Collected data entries
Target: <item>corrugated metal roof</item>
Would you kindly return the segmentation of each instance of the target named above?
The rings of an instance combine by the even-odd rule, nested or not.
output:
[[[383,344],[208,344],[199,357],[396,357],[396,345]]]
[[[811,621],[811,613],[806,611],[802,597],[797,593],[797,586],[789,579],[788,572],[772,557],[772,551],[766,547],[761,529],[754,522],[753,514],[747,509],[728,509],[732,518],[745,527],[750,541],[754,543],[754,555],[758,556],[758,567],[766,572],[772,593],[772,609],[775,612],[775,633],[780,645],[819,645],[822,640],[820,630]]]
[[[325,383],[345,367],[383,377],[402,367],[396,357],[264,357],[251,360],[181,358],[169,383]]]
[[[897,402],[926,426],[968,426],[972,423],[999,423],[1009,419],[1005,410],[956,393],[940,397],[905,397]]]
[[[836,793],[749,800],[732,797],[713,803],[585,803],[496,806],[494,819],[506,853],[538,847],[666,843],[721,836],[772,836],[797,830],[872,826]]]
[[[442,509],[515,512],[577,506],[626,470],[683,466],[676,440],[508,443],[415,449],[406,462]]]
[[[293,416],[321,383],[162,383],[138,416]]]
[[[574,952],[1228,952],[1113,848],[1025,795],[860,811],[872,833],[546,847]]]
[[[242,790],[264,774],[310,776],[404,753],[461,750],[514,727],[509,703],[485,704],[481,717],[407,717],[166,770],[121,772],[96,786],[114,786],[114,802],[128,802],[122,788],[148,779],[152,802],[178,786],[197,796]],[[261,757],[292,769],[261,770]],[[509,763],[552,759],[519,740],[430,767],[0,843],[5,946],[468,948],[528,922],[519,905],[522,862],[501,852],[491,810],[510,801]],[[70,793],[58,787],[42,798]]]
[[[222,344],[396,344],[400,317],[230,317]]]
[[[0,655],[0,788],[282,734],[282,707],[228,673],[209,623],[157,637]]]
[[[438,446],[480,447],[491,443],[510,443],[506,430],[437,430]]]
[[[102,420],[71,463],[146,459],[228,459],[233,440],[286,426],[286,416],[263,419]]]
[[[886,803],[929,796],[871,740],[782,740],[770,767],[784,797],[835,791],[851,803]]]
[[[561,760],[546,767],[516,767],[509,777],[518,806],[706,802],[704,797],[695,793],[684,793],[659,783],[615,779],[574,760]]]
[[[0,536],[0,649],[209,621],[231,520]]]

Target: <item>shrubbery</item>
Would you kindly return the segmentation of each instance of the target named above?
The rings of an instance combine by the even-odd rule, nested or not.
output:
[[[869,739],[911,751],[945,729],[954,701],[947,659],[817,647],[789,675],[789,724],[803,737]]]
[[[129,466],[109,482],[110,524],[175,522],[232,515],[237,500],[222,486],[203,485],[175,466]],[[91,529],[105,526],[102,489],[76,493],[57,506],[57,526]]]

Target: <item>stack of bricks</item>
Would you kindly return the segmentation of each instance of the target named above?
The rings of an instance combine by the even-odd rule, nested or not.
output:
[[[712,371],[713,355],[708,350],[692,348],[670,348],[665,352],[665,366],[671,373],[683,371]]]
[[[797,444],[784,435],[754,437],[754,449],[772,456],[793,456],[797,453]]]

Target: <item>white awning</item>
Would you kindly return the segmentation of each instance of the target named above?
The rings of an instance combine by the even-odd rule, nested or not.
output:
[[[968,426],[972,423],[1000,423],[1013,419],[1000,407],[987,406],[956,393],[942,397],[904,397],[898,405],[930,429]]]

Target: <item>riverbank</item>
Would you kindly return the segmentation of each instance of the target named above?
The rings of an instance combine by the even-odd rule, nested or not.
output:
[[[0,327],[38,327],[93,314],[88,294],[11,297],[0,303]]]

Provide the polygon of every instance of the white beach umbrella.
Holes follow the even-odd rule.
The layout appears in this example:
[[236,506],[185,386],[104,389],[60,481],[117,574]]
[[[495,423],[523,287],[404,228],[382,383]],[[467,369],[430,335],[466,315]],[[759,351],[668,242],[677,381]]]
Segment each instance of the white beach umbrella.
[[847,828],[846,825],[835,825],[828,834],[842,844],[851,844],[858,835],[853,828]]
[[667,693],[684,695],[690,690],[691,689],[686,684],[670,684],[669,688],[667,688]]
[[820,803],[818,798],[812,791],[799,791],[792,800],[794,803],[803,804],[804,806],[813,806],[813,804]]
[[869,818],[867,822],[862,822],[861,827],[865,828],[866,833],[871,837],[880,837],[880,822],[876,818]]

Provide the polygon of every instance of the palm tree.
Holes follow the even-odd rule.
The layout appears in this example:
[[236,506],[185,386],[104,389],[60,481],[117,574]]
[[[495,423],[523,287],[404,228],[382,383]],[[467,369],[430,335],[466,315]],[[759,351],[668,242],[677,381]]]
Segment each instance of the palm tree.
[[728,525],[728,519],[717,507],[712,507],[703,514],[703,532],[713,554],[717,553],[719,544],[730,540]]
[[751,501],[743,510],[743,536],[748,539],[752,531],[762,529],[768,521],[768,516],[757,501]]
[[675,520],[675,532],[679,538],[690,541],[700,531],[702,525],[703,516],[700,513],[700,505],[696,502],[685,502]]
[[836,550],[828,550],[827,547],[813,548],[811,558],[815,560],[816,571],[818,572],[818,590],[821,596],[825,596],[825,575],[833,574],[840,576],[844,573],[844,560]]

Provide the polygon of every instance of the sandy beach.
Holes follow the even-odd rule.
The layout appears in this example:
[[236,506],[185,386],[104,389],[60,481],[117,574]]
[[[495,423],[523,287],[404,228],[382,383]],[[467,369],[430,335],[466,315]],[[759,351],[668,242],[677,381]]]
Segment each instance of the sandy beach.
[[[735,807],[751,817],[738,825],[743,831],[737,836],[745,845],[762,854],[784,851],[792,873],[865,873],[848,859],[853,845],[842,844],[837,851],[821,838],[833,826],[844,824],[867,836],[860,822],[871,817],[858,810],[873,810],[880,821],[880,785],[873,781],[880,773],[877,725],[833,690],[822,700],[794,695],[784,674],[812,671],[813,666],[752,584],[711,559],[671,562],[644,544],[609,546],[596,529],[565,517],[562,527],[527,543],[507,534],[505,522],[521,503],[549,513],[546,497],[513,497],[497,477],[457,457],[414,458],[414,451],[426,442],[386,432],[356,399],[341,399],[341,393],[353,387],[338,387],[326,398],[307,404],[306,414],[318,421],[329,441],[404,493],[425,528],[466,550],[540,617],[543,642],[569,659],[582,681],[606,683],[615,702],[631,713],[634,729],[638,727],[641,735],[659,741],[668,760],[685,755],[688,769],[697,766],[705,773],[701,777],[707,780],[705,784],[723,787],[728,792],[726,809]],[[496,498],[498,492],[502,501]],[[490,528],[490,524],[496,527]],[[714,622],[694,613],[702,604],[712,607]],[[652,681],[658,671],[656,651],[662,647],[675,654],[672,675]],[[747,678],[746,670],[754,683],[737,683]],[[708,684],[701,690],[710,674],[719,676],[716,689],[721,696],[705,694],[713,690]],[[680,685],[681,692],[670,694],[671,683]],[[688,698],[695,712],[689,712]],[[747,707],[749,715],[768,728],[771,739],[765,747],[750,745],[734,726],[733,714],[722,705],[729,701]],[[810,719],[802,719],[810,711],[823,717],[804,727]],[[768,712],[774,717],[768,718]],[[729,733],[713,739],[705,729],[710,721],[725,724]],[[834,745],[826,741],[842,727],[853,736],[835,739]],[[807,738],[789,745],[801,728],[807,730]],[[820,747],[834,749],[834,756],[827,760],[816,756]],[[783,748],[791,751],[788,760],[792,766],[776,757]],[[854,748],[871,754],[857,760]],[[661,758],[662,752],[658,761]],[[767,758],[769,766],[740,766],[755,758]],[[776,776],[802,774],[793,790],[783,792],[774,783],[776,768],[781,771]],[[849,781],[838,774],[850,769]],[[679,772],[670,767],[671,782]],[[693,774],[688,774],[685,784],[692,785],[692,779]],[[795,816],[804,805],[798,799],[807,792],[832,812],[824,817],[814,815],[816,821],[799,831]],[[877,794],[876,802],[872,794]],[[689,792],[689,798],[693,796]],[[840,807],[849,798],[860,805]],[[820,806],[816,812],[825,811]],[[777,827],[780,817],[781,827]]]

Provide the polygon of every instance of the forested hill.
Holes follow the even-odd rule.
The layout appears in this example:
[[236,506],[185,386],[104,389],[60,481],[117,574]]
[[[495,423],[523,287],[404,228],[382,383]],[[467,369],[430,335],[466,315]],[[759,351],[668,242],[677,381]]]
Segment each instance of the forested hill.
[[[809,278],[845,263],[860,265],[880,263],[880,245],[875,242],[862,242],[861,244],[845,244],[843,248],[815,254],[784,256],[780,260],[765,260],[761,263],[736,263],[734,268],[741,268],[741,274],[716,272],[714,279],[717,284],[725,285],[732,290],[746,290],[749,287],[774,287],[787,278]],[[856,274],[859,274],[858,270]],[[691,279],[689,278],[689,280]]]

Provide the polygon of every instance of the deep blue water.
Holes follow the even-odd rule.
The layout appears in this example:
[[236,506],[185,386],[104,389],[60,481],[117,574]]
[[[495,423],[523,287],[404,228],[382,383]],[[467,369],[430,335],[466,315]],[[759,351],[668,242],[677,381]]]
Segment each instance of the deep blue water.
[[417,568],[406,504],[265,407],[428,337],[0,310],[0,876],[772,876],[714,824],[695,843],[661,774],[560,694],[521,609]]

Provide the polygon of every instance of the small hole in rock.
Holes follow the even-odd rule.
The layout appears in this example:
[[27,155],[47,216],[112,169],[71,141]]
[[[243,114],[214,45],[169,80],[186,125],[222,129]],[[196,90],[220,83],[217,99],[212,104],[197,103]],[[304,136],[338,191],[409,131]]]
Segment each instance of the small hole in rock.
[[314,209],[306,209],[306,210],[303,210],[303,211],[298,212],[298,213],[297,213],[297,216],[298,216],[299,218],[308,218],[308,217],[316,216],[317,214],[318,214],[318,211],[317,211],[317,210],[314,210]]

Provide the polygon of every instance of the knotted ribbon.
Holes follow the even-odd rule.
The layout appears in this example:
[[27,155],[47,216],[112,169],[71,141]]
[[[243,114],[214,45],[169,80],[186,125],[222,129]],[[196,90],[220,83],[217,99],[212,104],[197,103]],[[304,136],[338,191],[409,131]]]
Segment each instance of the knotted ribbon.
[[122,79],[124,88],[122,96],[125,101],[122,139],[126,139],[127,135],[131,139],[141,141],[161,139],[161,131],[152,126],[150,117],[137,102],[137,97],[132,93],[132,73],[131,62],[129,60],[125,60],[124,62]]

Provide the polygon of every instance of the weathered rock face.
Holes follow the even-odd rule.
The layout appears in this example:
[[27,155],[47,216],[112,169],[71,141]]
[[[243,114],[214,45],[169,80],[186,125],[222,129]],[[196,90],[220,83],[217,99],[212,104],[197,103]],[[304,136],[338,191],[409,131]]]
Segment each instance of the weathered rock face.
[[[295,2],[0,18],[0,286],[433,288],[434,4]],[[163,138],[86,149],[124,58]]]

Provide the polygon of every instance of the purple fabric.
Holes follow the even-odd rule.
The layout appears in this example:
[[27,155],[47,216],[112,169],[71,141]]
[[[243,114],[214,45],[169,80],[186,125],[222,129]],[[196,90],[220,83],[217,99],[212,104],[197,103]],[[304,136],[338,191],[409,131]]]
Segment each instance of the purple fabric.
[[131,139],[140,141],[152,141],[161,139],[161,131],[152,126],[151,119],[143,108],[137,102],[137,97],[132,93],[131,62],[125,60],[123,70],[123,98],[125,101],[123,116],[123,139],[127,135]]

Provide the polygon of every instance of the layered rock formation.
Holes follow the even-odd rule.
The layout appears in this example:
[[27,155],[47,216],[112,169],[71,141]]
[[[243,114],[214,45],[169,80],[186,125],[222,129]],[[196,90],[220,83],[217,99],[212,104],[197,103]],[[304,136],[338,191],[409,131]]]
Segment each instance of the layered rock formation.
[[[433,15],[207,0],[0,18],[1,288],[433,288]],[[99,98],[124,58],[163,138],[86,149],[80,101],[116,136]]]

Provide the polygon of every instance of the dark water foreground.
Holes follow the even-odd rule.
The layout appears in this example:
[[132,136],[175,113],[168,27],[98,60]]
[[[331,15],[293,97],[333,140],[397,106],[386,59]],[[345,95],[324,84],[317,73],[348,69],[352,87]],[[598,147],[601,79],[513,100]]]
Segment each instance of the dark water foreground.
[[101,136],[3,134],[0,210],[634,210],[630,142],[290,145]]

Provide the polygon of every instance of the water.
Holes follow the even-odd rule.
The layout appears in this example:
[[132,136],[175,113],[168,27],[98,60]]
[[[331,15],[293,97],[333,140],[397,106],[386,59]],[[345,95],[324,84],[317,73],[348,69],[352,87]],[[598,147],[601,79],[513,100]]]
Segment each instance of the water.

WHAT IS ASKED –
Could you return, unchanged, the lines of the entries from the one containing "Provide the polygon of every instance of the dark" through the last line of the entries?

COMPLETED TASK –
Provide the polygon of every instance of the dark water foreground.
Holes follow the even-odd rule.
The layout appears in this example:
[[132,136],[175,113],[168,27],[98,60]]
[[[331,15],[293,97],[333,140],[397,106],[386,59]],[[345,95],[324,84],[317,73],[348,69],[352,87]],[[598,147],[601,79],[513,100]]]
Segment each instance of the dark water foreground.
[[101,136],[3,134],[0,210],[634,210],[630,142],[290,145]]

Provide the polygon of every instance of the water.
Holes follow the even-odd rule.
The layout appears in this example:
[[132,136],[175,113],[168,27],[98,60]]
[[[331,15],[293,97],[333,140],[397,106],[386,59]],[[345,95],[324,84],[317,73],[348,69],[352,87]],[[598,147],[601,79],[513,100]]]
Segment each instance of the water.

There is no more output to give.